==== Documento ====
Widmer-Schlumpf e José Manuel Barroso |
In un incontro
tra il presidente della Commissione dell’Unione europea José Manuel Barroso e
la ministra elvetica Widmer-Schlumpf sembra si siamo poste le premesse per i
prossimi negoziati partendo dagli accordi bilaterali esistenti. Si dovrebbe
giungere (quando non si sa) ad un accordo quadro di tutti gli accordi esistenti
e futuri e all'istituzione di un'istanza internazionale di controllo.
Molti svizzeri sono convinti che la Svizzera deve «tener
duro» nel difendere i suoi ideali e le sue istituzioni (compreso il segreto
bancario, insieme al federalismo, alla neutralità, all'indipendenza e
quant'altro). Altri, invece, non si nascondono le difficoltà che un piccolo
Paese come la Svizzera, per quanto solido e florido, dovrà affrontare nei
confronti di un colosso come l’UE, soprattutto se la moneta unica europea si
rafforzerà e gli Stati meno virtuosi riusciranno a mettere in campo misure
efficaci per risanare il micidiale debito pubblico.
Purtroppo il futuro dell’UE e degli Stati uniti d’Europa
dipenderà da quel «se». Nel corso dell’anno dovremmo saperne di più, osservando
la tenuta dell’euro (confrontando le voci più pessimistiche con quelle più
ottimistiche), l’andamento dello spread, il controllo delle finanze pubbliche, l’evoluzione
dell’occupazione e della disoccupazione e anche le prime mosse del prossimo
governo italiano.
==== Righe di dati ====
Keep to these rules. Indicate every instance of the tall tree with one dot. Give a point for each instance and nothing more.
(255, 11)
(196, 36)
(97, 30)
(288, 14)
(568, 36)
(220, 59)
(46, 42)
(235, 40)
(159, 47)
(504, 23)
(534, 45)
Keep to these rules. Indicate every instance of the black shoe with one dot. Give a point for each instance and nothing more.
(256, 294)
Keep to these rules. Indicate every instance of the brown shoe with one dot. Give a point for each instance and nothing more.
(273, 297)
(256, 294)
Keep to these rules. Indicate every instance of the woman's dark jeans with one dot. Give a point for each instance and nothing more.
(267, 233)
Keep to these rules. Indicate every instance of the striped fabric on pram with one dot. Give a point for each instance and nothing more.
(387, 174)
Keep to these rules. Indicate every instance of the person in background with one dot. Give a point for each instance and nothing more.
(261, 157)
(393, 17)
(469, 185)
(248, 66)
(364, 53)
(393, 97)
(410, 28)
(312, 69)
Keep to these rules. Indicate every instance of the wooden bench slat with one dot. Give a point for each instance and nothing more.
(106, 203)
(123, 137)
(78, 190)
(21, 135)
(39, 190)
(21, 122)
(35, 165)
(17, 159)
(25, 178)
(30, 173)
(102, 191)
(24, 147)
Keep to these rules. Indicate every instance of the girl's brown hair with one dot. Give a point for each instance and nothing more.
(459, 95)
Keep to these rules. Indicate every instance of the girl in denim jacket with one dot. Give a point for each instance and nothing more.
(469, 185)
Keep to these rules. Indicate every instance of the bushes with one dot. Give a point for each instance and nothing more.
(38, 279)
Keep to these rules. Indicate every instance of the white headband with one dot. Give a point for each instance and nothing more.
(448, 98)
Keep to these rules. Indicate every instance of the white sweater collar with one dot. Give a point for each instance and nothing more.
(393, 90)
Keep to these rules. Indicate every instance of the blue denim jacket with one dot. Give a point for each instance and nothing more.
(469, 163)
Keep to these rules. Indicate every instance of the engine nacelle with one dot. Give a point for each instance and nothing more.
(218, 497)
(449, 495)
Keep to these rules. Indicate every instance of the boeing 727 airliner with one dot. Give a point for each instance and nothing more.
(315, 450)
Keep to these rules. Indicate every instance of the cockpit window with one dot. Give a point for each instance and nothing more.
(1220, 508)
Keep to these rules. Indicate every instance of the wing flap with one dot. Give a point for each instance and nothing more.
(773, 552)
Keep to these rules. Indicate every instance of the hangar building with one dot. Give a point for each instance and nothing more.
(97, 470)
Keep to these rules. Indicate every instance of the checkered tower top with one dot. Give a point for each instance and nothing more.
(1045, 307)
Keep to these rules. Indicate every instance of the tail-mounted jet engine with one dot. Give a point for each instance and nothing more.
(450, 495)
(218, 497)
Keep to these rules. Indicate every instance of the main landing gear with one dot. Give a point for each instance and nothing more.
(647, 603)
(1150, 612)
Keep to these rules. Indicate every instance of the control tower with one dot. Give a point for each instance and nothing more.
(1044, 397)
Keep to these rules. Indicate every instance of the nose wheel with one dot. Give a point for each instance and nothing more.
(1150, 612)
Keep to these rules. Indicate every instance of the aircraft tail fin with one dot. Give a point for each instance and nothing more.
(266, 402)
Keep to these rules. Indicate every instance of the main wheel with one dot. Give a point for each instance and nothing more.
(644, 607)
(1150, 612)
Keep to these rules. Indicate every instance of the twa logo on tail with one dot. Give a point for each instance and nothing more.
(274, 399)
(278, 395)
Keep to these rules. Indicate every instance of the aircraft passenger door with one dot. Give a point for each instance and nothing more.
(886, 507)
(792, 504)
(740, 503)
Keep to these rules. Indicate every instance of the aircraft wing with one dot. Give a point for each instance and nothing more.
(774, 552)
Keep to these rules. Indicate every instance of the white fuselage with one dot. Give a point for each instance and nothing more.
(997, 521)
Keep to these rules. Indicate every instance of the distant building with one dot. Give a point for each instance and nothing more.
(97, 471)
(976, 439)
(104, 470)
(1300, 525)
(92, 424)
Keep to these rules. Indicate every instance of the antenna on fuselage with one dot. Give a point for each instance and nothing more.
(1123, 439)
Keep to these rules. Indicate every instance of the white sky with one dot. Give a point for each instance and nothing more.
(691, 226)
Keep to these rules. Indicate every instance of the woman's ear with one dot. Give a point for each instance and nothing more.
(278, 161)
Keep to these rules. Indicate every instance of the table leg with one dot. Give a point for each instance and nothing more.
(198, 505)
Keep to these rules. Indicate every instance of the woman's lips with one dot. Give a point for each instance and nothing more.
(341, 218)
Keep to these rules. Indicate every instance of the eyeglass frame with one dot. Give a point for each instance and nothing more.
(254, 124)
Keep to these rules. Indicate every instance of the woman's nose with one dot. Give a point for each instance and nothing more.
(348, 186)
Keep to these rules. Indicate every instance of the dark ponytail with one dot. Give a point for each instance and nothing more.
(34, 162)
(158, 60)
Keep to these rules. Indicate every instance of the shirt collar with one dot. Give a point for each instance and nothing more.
====
--- Esercizio scritto 1 ---
Nell'articolo su Widmer-Schlumpf e Barroso, a che cosa si dovrebbe giungere con i prossimi negoziati?
--- Esercizio scritto 2 ---
Elenca tutti gli elementi che, secondo l'articolo su Widmer-Schlumpf e Barroso, andranno osservati nel corso dell'anno per saperne di più.
--- Esercizio scritto 3 ---
Prosegui l'articolo su Widmer-Schlumpf e Barroso a partire dal punto in cui si ferma.

--- Risultato 1 ---
A un accordo quadro di tutti gli accordi esistenti e futuri e all'istituzione di un'istanza internazionale di controllo.

--- Risultato 2 ---
- la tenuta dell'euro
- l'andamento dello spread
- il controllo delle finanze pubbliche
- l'evoluzione dell'occupazione e della disoccupazione
- le prime mosse del prossimo governo italiano

--- Risultato 3 ---
A questo punto mi viene spontanea, come si usa dire, una
domanda: sarebbe tutto più facile se di questa UE, nel bene e nel male, facesse
parte anche la Svizzera, magari con uno statuto speciale per salvaguardare le
sue prerogative storiche, culturali e istituzionali essenziali? Ebbene, la mia
risposta è senz’altro sì.
Compromessi «utili»
E’ vero che, come scriveva il giornalista Marc-Andre Miserez
su Swissinfo.ch qualche mese fa («Svizzera-UE: una vecchia coppia che
non vuole sposarsi», in questo momento «l’Europa non è più attraente. Con la
crisi del debito, il crollo della moneta unica, i Paesi del sud sull'orlo del
fallimento, i piani d’austerità e una disoccupazione alle stelle, l’UE versione
2012 non ha più molti argomenti per sedurre la Svizzera, rimasta un’isola di
prosperità relativa in mezzo alla tormenta…».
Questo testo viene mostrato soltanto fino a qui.